Task -> Restate, word for word, every line of the data.

Entries shown ->
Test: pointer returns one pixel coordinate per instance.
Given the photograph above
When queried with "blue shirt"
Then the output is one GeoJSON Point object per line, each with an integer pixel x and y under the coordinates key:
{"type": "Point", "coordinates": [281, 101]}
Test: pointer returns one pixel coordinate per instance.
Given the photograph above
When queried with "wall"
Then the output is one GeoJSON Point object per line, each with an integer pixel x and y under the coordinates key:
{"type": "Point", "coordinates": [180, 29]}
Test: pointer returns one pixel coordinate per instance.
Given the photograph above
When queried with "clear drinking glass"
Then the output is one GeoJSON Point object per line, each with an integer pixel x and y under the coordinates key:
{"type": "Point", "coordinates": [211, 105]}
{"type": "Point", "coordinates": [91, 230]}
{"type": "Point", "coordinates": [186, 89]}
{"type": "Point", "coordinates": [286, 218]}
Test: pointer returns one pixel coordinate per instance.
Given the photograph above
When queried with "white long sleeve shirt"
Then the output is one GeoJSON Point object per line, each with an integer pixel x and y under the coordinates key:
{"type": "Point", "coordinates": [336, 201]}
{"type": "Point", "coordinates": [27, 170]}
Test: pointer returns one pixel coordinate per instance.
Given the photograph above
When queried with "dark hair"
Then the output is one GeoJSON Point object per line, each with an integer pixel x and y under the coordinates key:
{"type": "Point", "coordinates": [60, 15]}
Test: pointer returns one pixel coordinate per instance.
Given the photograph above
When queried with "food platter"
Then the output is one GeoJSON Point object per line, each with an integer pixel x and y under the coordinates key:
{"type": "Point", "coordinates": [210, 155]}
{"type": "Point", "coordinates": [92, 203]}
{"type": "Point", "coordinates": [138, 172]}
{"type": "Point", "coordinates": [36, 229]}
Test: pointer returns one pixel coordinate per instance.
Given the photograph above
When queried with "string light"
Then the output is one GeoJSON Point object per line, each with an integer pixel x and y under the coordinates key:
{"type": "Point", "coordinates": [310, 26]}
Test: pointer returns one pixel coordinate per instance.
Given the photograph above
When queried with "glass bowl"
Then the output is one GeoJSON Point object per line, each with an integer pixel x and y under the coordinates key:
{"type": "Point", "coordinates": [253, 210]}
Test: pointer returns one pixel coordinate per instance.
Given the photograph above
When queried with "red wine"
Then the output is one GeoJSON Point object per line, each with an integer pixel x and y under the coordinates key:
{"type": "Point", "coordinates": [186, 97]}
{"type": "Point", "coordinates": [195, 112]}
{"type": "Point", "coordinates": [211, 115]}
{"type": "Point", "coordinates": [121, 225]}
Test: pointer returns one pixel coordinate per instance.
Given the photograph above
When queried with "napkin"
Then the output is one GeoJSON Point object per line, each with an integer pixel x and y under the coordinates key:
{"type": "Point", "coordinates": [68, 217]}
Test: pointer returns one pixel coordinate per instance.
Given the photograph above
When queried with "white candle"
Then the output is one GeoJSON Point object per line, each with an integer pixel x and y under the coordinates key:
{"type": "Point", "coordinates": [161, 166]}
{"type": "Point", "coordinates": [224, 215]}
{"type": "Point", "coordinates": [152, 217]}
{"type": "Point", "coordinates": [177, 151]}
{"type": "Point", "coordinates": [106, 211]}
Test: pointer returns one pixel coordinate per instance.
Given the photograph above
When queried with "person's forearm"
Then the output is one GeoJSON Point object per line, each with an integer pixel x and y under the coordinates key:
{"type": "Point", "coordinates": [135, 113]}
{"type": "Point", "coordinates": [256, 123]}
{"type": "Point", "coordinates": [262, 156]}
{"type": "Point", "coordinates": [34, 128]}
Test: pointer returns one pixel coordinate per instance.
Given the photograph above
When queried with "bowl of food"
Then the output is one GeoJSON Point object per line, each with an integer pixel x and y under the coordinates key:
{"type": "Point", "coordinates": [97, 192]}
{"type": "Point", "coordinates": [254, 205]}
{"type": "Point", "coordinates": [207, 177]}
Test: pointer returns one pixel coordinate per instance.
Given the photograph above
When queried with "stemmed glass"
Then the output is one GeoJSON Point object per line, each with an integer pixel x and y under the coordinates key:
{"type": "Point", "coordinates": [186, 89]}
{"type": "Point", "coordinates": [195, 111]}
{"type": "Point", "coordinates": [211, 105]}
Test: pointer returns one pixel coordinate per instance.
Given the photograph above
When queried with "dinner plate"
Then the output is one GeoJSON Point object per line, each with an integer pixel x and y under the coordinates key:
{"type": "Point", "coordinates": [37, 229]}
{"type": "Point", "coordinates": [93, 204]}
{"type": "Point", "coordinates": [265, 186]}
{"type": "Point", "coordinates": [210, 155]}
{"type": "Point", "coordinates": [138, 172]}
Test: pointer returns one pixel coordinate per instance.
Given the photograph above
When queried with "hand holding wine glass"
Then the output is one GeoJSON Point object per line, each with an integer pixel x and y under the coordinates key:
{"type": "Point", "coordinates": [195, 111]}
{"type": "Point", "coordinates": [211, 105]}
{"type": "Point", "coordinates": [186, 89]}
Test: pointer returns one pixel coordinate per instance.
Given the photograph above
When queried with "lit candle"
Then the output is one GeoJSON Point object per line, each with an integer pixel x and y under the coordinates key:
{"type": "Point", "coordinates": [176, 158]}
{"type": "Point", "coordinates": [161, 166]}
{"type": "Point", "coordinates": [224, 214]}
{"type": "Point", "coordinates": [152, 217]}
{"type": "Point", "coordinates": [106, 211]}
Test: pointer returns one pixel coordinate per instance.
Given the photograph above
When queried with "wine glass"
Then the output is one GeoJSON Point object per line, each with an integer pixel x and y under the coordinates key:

Exercise output ->
Test: pointer returns one pixel coordinate per instance.
Given the photograph above
When queried with "blue shirt"
Then the output is one GeoJSON Point object per line, each with an integer pixel x and y under the coordinates key:
{"type": "Point", "coordinates": [281, 101]}
Test: pointer returns one pixel coordinate per instance.
Given the photograph above
When queried with "wall"
Then the output is one GeoJSON Point object per line, each with an integer pixel x and y under the coordinates key:
{"type": "Point", "coordinates": [180, 29]}
Test: pointer returns one pixel coordinate per instance.
Given the photograph above
When queried with "clear drinking glass"
Then the output is one GeoJSON Point object per line, each with an integer pixel x and y under the coordinates key:
{"type": "Point", "coordinates": [211, 105]}
{"type": "Point", "coordinates": [91, 230]}
{"type": "Point", "coordinates": [186, 89]}
{"type": "Point", "coordinates": [286, 218]}
Test: pointer returns one pixel coordinate per instance.
Given the photograph above
When queried with "white long sleeve shirt"
Then the output is one GeoJSON Point object per line, each with an integer pixel x and y under the coordinates key:
{"type": "Point", "coordinates": [336, 201]}
{"type": "Point", "coordinates": [27, 170]}
Test: pointer returns one pixel coordinate per instance.
Given the photograph above
When queried with "dark hair"
Then the output is one GeoJSON Point object per line, each with an integer pixel x and y under the coordinates key:
{"type": "Point", "coordinates": [60, 15]}
Test: pointer returns one pixel coordinate per instance.
Given the photograph above
When queried with "food platter"
Then the output is one GeoJSON Point object per line, each with an integer pixel x and y under the coordinates key:
{"type": "Point", "coordinates": [210, 155]}
{"type": "Point", "coordinates": [92, 203]}
{"type": "Point", "coordinates": [138, 172]}
{"type": "Point", "coordinates": [36, 229]}
Test: pointer returns one pixel coordinate per instance.
Given the photograph above
When queried with "string light"
Then the output is one GeoJSON Point object per line, each with an integer pixel x and y under the coordinates key:
{"type": "Point", "coordinates": [310, 26]}
Test: pointer returns one pixel coordinate per instance.
Given the photograph above
When queried with "glass bowl"
Then the output is one GeoJSON Point object per line, each with an integer pixel x and y under the coordinates key:
{"type": "Point", "coordinates": [253, 210]}
Test: pointer returns one pixel coordinate per instance.
Given the photograph above
When queried with "red wine"
Then the output is one GeoJSON Point object per line, each with an integer pixel x and y under the coordinates key:
{"type": "Point", "coordinates": [186, 97]}
{"type": "Point", "coordinates": [195, 112]}
{"type": "Point", "coordinates": [211, 115]}
{"type": "Point", "coordinates": [121, 225]}
Test: pointer returns one pixel coordinate per instance.
Given the photograph above
When queried with "napkin"
Then the output is one GeoJSON Point object per line, each with an integer pixel x and y under the coordinates key:
{"type": "Point", "coordinates": [68, 217]}
Test: pointer returns one pixel coordinate per instance.
Given the photograph above
When queried with "white candle"
Then the output is one GeoJSON Point object per line, each with an integer pixel x and y under the coordinates key:
{"type": "Point", "coordinates": [161, 166]}
{"type": "Point", "coordinates": [224, 215]}
{"type": "Point", "coordinates": [152, 217]}
{"type": "Point", "coordinates": [177, 151]}
{"type": "Point", "coordinates": [106, 211]}
Test: pointer returns one pixel coordinate per instance.
Given the photograph above
When queried with "person's forearm"
Then the output is one GeoJSON Point object per line, each with an integer pixel x and y under the coordinates key:
{"type": "Point", "coordinates": [135, 113]}
{"type": "Point", "coordinates": [256, 123]}
{"type": "Point", "coordinates": [262, 156]}
{"type": "Point", "coordinates": [34, 128]}
Test: pointer returns one pixel coordinate per instance.
Given the photograph above
When queried with "bowl of food"
Then the output is one GeoJSON Point object per line, each with an integer pixel x and y under the coordinates key:
{"type": "Point", "coordinates": [97, 192]}
{"type": "Point", "coordinates": [254, 205]}
{"type": "Point", "coordinates": [207, 177]}
Test: pointer returns one pixel coordinate per instance.
Given the photograph above
When queried with "stemmed glass"
Then the output is one GeoJSON Point object per line, each with an integer pixel x and y under the coordinates key:
{"type": "Point", "coordinates": [186, 89]}
{"type": "Point", "coordinates": [195, 111]}
{"type": "Point", "coordinates": [211, 105]}
Test: pointer returns one pixel coordinate per instance.
Given the photograph above
When queried with "dinner plate"
Then the output is one GeoJSON Point object per line, each with an integer pixel x and y under the coordinates key:
{"type": "Point", "coordinates": [37, 229]}
{"type": "Point", "coordinates": [93, 204]}
{"type": "Point", "coordinates": [265, 186]}
{"type": "Point", "coordinates": [210, 155]}
{"type": "Point", "coordinates": [138, 172]}
Test: pointer returns one pixel coordinate per instance.
Given the photograph above
When queried with "hand holding wine glass"
Then the output is one GeoJSON Point object per line, each with an integer pixel x and y under the coordinates key:
{"type": "Point", "coordinates": [195, 111]}
{"type": "Point", "coordinates": [211, 105]}
{"type": "Point", "coordinates": [186, 89]}
Test: pointer returns one pixel coordinate per instance.
Given the photograph above
When queried with "lit candle"
Then the output is one GeoJSON Point object per line, each with an integer pixel x and y under the coordinates key:
{"type": "Point", "coordinates": [176, 158]}
{"type": "Point", "coordinates": [161, 166]}
{"type": "Point", "coordinates": [224, 214]}
{"type": "Point", "coordinates": [152, 217]}
{"type": "Point", "coordinates": [106, 211]}
Test: pointer returns one pixel coordinate per instance.
Given the photograph above
When queried with "wine glass"
Then the output is one GeoJSON Point object per line, each with an integer pixel x and y under the coordinates key:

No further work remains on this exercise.